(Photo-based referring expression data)

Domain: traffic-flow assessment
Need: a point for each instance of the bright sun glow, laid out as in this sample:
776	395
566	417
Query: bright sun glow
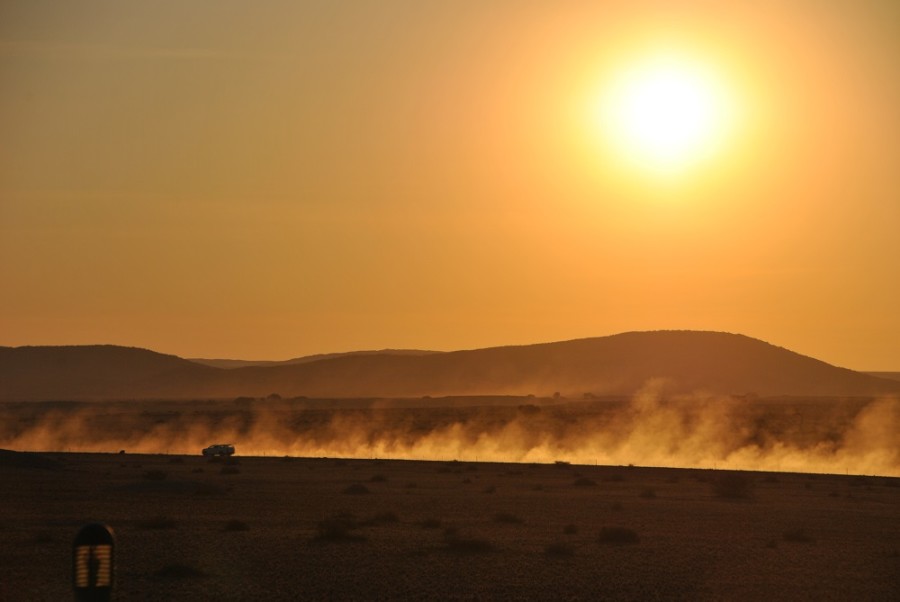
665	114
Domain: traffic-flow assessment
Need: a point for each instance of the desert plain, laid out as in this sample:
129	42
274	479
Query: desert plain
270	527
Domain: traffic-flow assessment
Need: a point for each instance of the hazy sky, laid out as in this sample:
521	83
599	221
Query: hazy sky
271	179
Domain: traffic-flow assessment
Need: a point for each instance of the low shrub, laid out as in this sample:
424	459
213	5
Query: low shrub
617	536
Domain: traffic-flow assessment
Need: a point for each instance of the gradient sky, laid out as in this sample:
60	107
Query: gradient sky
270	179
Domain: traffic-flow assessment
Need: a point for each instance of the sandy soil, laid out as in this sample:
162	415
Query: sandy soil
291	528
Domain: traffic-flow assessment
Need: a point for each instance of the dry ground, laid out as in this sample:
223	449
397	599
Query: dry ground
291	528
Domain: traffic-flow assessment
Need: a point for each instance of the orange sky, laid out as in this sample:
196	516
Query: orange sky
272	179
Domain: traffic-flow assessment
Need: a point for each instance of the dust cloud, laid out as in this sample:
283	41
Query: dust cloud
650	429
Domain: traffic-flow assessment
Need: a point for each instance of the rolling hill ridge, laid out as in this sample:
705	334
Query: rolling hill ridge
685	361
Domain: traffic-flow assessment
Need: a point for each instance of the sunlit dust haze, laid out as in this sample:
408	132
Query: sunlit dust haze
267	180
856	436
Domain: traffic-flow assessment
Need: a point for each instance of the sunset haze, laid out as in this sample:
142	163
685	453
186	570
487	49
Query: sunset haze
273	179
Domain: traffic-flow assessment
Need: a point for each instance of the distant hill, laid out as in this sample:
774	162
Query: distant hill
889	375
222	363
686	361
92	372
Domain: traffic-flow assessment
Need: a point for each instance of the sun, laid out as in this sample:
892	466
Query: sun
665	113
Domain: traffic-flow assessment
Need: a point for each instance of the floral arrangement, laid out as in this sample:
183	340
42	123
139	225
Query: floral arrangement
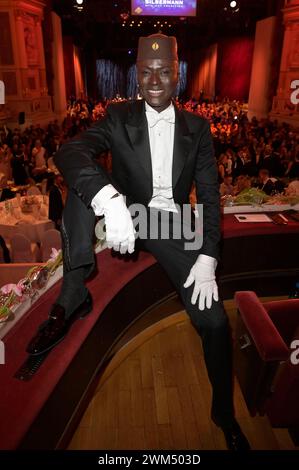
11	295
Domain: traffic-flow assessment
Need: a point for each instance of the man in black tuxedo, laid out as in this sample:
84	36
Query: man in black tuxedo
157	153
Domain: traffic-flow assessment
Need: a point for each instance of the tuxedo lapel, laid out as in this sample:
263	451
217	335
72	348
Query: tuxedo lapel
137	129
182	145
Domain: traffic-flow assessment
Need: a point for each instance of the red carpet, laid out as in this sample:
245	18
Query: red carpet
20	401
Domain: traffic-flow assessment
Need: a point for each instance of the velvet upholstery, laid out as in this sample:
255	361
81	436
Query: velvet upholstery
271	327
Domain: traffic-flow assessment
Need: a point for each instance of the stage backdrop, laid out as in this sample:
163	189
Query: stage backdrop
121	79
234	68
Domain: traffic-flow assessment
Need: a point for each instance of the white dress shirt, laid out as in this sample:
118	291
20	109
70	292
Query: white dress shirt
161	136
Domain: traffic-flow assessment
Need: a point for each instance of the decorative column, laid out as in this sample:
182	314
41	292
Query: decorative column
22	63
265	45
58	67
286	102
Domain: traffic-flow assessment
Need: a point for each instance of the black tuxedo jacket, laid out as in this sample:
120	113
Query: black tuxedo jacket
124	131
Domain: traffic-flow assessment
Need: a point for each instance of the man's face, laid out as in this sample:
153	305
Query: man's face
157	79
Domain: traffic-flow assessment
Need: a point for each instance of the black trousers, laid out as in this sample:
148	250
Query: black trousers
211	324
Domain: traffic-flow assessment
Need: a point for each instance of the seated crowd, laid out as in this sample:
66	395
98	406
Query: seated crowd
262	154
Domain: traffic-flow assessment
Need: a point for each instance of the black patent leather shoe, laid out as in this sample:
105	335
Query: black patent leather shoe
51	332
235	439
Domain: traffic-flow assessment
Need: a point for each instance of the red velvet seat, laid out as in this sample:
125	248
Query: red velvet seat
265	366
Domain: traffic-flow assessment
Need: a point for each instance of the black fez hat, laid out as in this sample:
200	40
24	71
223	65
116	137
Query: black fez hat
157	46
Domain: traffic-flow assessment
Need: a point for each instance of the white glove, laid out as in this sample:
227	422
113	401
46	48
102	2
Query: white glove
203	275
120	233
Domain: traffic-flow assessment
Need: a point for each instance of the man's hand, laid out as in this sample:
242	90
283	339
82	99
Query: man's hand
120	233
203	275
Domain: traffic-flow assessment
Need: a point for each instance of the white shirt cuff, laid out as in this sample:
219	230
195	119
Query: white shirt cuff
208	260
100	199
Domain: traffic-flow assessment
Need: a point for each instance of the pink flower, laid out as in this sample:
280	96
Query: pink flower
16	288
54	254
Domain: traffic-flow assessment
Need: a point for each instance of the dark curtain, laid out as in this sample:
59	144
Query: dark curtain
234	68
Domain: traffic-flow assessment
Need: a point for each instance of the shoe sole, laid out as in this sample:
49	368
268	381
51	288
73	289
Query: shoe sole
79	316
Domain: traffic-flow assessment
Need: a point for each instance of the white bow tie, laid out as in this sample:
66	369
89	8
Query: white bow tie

WORK TO BE COMPLETED: With the pictures removed, print the entries above exactly.

TASK OUTPUT:
Domain: traffic-flow assessment
Need: a point for each instance of the bright sun glow, laid out as in this sample:
776	395
566	417
Query: bright sun glow
665	114
Domain: traffic-flow assessment
Need: a point for each instance of the desert plain, laid out as in this sample:
129	42
274	479
Query: desert plain
270	527
Domain: traffic-flow assessment
Need: a point for each instance of the hazy sky, laid out as in this sample:
521	83
599	221
Query: hazy sky
271	179
Domain: traffic-flow assessment
Need: a point for each instance of the low shrub, laid out as in this sample:
424	459
213	5
Query: low shrub
617	536
Domain: traffic-flow assessment
Need: a point for each instance of the gradient sky, laid out as in this sample:
60	107
Query: gradient sky
270	179
Domain: traffic-flow assessment
Need: a point for each instance of the sandy soil, laid out as in this sample:
162	415
Query: sandy soil
291	528
Domain: traffic-flow assessment
Need: a point for each instance of the dry ground, laid out as in this sample:
223	449
397	599
Query: dry ground
291	528
Domain: traffic-flow assessment
Need: a point for each instance of the orange sky, laid out as in this sample:
196	516
Query: orange sky
272	179
Domain: traffic-flow assessment
Need: a point for each instance of the dust cloud, laid out as in this sample:
283	41
Query: dust cloud
650	429
Domain: traffic-flow assessment
Need: a point for each instance of the rolling hill ridge, laid out as in this sample:
705	334
Query: rolling hill ridge
685	361
Domain: traffic-flow assessment
Need: a point for each instance of the sunlit dust haze, laid out as in this sample:
408	132
Query: sunlit dust haze
267	180
856	436
Domain: traffic-flow assessment
Need: a point for each instance of the sunset haze, laid out as in this sample:
142	163
685	453
186	570
487	49
Query: sunset haze
273	179
Domain: traffic-flow assessment
Need: a point for each instance of the distant hill, laid out as in this sample:
774	162
Query: distant hill
889	375
222	363
686	361
92	372
Domain: traffic-flow assessment
Need: a point for each instance of the sun, laid out as in this sample:
892	466
Query: sun
665	113
Domain: traffic-flow assessment
Need: a point for each instance of the floral arrangement, laid out as in this sample:
183	340
42	123
139	225
Query: floral arrangement
11	295
Domain: traffic-flow assessment
Need: a point for each instance of the man in black tuxedo, laid out as in this sample:
84	36
Query: man in black tuxedo
157	153
Domain: traffic-flow assessment
Need: a point for each instance of the tuxedo lapel, laid out as in this sample:
263	451
217	335
72	348
Query: tuxedo lapel
137	129
182	145
Domain: traffic-flow assessment
Need: a point for each instance of the red carpet, laid out as in this sample:
245	18
Query: red carpet
20	401
Domain: traffic-flow assessment
Need: a point for each instance of the velvet upholstery, laid out as in this sample:
255	361
81	436
Query: velvet upholstery
271	327
Domain: traffic-flow assessment
Need: a point for each instance of the stage backdrop, laid out as in this sample:
163	189
Query: stage backdrop
121	79
234	68
Domain: traffic-flow assessment
Need: a point for each instance of the white dress shirt, laid out as in this sample:
118	291
20	109
70	292
Query: white dress shirt
161	136
Domain: traffic-flow assessment
Need: a point for each instance of the decorative column, laid out as in this sample:
182	314
41	292
Query: decorative column
22	63
265	45
58	67
286	102
Domain: traffic-flow assessment
Need: a point for each instance of the black tuxedo jacket, laid out as in this sample:
120	113
Query: black tuxedo jacket
124	131
Domain: traffic-flow assessment
Need: a point for each instance of the man's face, laid out as in this sample:
153	305
Query: man's face
157	79
Domain: traffic-flow assessment
Need: a point for each instance of the black trousers, laid out as in this sample:
148	250
Query: black trousers
211	324
Domain: traffic-flow assessment
Need: a point for each instance of the seated crowd, laid out as in this sample:
66	395
98	406
Query: seated crowd
262	154
Domain: traffic-flow assessment
Need: a point for each instance of the black patent leather shoe, laid out as in this sample:
105	335
Query: black patent leather shoe
51	332
235	439
Domain: traffic-flow assessment
Need: a point for each instance of the red velvet seat, laid out as in this sample:
125	248
Query: red velvet seat
265	366
Domain: traffic-flow assessment
Need: a point for each instance of the black fez hat, laid out as in this sample:
200	40
24	71
223	65
116	137
Query: black fez hat
157	46
Domain: traffic-flow assessment
Need: a point for each instance of the white glove, laid out as in this sample:
227	422
113	401
46	48
102	2
Query: white glove
203	275
120	233
Domain: traffic-flow assessment
Need: a point for each instance of the man's hand, laid out as in this sample:
242	90
283	339
82	99
Query: man's hand
120	233
203	275
Domain: traffic-flow assessment
Need: a point for each instance of the white shirt cuff, laid out as in this sample:
219	230
195	119
Query: white shirt cuff
208	260
100	199
Domain: traffic-flow assessment
Need: a point for each instance of the pink flower, laid out as in this sample:
280	96
Query: pink flower
16	288
54	254
Domain: traffic-flow assessment
Need: a point for each instance of the dark curtain, laid out as in this sample:
59	144
Query: dark curtain
234	68
Domain: traffic-flow assessment
Need: a point for each instance of the shoe sole, laid out as in this sample:
49	368
268	381
51	288
73	289
Query: shoe sole
79	316
Domain: traffic-flow assessment
Need: a point for each instance of the white bow tie, laid out as in this sample:
66	369
89	8
Query: white bow tie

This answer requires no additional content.